[SZCZEGÓŁY ZADANIA] Podaj, w ilu wierszach występuje ciąg znaków „comma”. Odpowiedz samą liczbą.

[WIERSZE DANYCH]
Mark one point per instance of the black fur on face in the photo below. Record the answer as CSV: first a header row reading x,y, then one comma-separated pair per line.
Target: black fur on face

--

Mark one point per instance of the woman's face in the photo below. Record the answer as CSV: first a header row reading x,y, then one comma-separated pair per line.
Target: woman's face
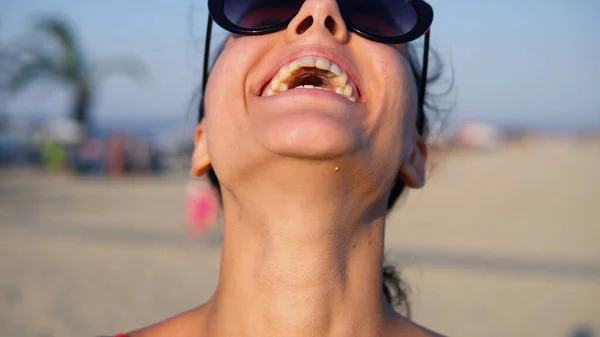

--

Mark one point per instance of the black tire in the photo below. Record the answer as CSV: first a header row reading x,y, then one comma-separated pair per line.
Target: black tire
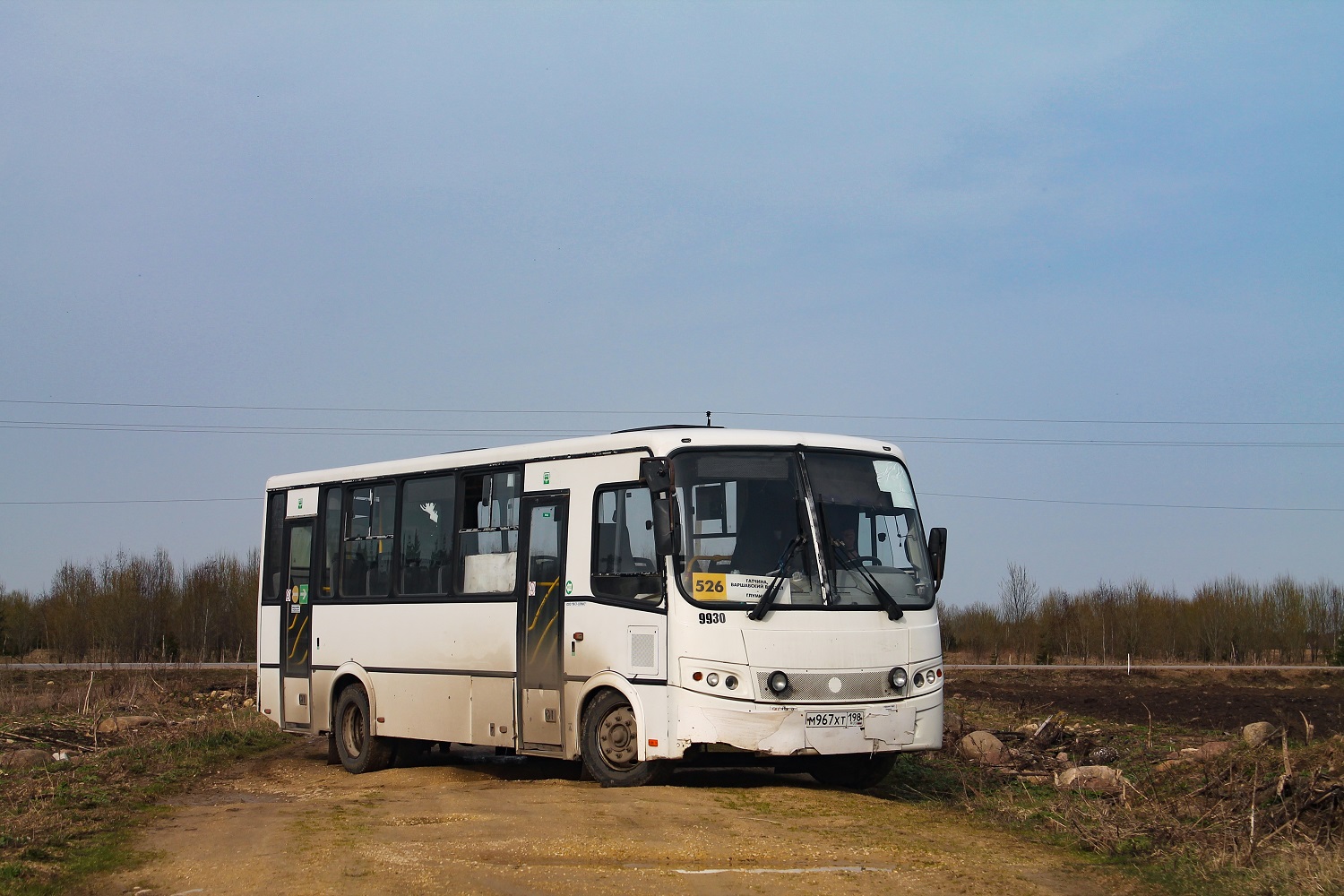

[ROZWIĄZANIE ZADANIA] 3